Recorded information:

===============

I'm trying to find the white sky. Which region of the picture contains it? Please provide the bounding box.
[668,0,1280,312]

===============

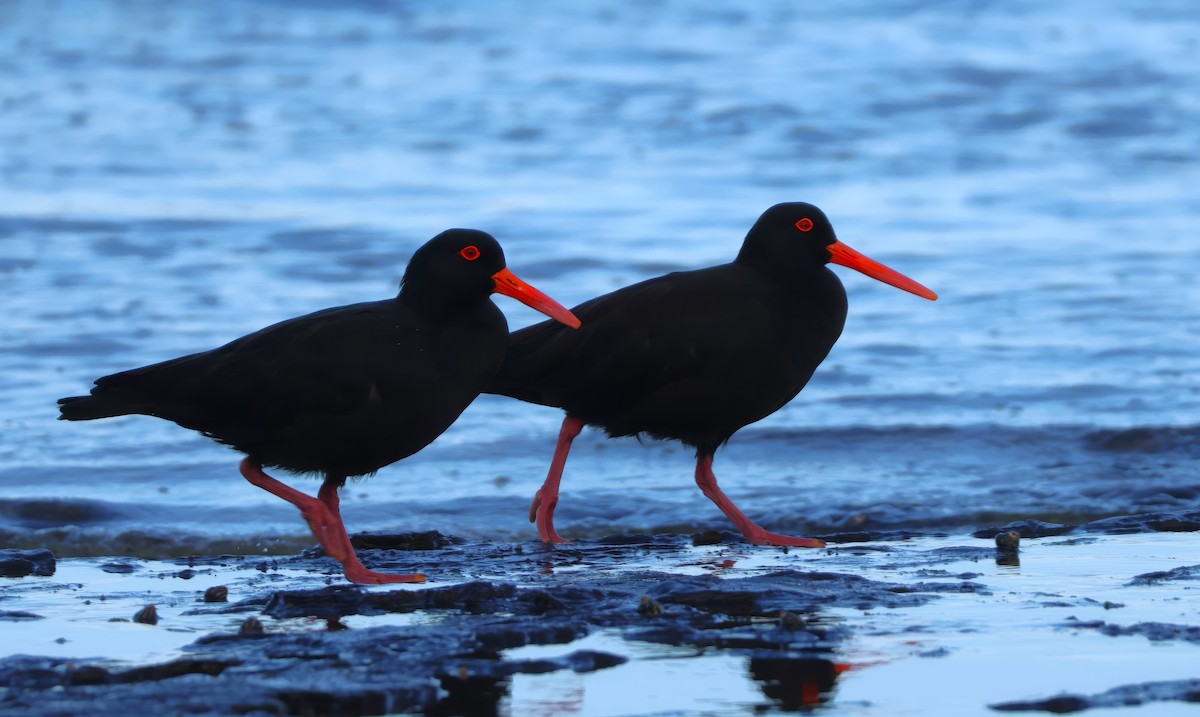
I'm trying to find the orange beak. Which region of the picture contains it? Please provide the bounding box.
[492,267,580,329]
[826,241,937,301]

===============

Task to carry out:
Could you set down, word for word, the rows that start at the one containing "I'm trying to find the orange" and stop after the one containing "[826,241,937,301]"?

Written response:
I'm trying to find the orange beak. Which region of the picture contains it? Please provide the bounding box.
[492,267,580,329]
[826,241,937,301]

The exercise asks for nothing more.